> Given records:
□ □ □ □ □

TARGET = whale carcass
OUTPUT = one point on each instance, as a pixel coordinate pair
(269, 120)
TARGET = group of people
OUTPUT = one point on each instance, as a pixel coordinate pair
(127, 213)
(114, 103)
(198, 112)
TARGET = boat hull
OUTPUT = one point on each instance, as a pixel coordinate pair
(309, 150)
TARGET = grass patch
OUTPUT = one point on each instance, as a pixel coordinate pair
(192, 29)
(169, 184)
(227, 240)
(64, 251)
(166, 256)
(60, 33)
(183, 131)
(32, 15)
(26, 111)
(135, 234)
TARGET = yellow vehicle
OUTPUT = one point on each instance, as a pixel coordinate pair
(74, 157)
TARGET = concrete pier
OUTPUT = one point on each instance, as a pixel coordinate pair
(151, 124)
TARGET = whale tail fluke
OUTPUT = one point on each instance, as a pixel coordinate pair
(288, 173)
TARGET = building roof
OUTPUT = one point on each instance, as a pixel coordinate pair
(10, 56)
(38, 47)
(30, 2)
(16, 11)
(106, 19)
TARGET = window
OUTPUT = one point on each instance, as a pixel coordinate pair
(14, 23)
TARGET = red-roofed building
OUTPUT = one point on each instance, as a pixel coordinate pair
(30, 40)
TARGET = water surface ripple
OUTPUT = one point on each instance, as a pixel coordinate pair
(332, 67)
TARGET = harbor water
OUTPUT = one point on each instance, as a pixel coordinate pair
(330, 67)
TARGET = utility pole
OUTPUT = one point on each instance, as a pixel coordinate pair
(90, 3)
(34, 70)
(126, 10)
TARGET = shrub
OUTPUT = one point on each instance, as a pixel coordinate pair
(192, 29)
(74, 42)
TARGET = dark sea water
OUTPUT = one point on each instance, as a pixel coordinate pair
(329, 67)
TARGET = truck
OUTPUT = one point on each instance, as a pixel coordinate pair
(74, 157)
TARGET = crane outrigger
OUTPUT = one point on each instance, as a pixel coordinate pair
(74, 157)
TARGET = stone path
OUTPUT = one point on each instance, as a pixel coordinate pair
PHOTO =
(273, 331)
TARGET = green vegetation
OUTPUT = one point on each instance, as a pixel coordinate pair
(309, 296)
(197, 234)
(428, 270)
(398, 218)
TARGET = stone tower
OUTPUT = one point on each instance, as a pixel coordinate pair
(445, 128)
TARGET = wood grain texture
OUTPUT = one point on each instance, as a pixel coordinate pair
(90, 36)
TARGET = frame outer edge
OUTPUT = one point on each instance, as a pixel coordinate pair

□ □ □ □ □

> Short problem: Put everything from the line containing "TARGET = stone tower" down to the end of the material above into a JSON list of strings, one string per line, omitting blank lines.

> Result of the exercise:
[
  "TARGET = stone tower",
  "OUTPUT = one point on each instance, as a pixel coordinate pair",
  "(445, 128)",
  "TARGET = wood grain texture",
  "OUTPUT = one point on each instance, as a pixel coordinate pair",
  "(90, 36)",
  "TARGET = frame outer edge",
  "OUTPUT = one point on each instance, as a pixel coordinate pair"
]